Given instruction A –
In the passage on Xbox pricing, condense the paragraph beginning "I'd bet that among potential Xbox customers" into a shorter version that keeps its main facts.
Given instruction B –
Continue the passage on Xbox pricing and loss-leaders, starting after its last sentence.

Provided passage –
····················

I'd bet that among potential Xbox customers, game players probably outnumber would-be Linux users, perhaps by a large margin. If so, then Microsoft's profit-maximizing strategy might still be to price the Xbox at (about) $150. That's the socially efficient result too, assuming the Linux users value the Xbox at more than the marginal cost of producing it.

Xcott Craver

We could apply the same reasoning to people who enter a retail store and only buy the one item advertised on super markdown---foiling the business model of using a loss-leader to entice customers to buy other things.

And we could similarly conclude that those people will raise sale prices and price other consumers out of the market. But does that actually happen?

In practice, I figure that people who are savvy enough and determined to exploit loss-leaders are just not that numerous.

····················

Items –
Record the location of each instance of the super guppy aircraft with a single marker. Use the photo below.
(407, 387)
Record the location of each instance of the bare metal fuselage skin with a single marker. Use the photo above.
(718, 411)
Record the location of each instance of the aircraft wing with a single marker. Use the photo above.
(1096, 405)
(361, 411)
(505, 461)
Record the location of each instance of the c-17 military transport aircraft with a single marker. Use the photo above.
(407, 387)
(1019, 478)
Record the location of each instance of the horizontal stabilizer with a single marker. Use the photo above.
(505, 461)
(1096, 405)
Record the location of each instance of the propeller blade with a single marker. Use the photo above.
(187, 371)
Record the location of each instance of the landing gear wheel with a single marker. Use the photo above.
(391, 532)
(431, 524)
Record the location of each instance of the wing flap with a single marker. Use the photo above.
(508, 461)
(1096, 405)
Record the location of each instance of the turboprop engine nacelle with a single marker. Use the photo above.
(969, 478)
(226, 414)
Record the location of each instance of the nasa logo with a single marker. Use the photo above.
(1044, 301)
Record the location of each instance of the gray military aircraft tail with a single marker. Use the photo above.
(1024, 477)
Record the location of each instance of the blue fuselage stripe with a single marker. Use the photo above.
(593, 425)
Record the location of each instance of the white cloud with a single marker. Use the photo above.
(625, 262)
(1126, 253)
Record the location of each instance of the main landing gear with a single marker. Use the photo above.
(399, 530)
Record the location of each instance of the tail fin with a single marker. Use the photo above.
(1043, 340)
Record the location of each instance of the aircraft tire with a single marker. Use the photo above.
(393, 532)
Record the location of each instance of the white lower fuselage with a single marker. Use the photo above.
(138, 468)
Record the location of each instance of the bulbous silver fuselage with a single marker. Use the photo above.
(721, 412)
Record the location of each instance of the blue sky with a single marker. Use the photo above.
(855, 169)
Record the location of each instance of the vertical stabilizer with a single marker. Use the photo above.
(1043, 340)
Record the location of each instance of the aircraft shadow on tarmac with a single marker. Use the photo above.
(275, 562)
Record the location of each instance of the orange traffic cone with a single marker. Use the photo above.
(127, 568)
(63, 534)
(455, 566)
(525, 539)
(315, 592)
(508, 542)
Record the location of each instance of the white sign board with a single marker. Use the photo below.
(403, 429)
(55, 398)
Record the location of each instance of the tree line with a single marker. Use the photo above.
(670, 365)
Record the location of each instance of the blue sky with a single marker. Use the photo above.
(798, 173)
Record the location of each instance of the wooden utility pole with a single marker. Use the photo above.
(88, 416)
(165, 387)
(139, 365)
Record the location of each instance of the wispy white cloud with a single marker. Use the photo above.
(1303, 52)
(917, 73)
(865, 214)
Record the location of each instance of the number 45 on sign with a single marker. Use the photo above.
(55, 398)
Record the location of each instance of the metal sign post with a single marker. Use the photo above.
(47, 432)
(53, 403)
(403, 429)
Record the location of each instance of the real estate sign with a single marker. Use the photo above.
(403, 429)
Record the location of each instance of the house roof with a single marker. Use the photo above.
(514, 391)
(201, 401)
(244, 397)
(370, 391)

····················

Written answer A –
Gamers likely outnumber would-be Linux users among potential Xbox buyers, possibly by a wide margin. If so, pricing the Xbox at about $150 may still maximize Microsoft's profit. It would also be socially efficient, as long as Linux users value the Xbox above its marginal production cost.

Written answer B –
Xcott

saul levmore

I think it is even more complicated because we do not know how many Linux users would buy Xbox (or Xbox games or XboxLive)if they could not gain from hacking hacking. More generally, it's hard to think about the welfare of those who would pay more than marginal cost when something is rented, and the cost is really the cost of capital or the gain of using a substitute. So if a squatter or other "trespasser" moves into an empty apartment, we might say this is efficient because the marginal cost to the landlord is close to zero, but in reality some trespassers would, if effectively barred from free use, join the market for renters and make some of these empty apartments full or provide a higher return to capital in the industry. Isn't the same true for Xbox. We might think of all the users as renters, but some are asked to make a fixed payment upfront.

Tim Lee

Wouldn't an easier way to accomplish the same goal be through bundling? i.e. require the purchase of two games with your XBox. Linux users who valued the XBox at more than $200 would buy the XBox and throw away the games. Linux users who valued the XBox at less than $200 would be deterred from purchasing it.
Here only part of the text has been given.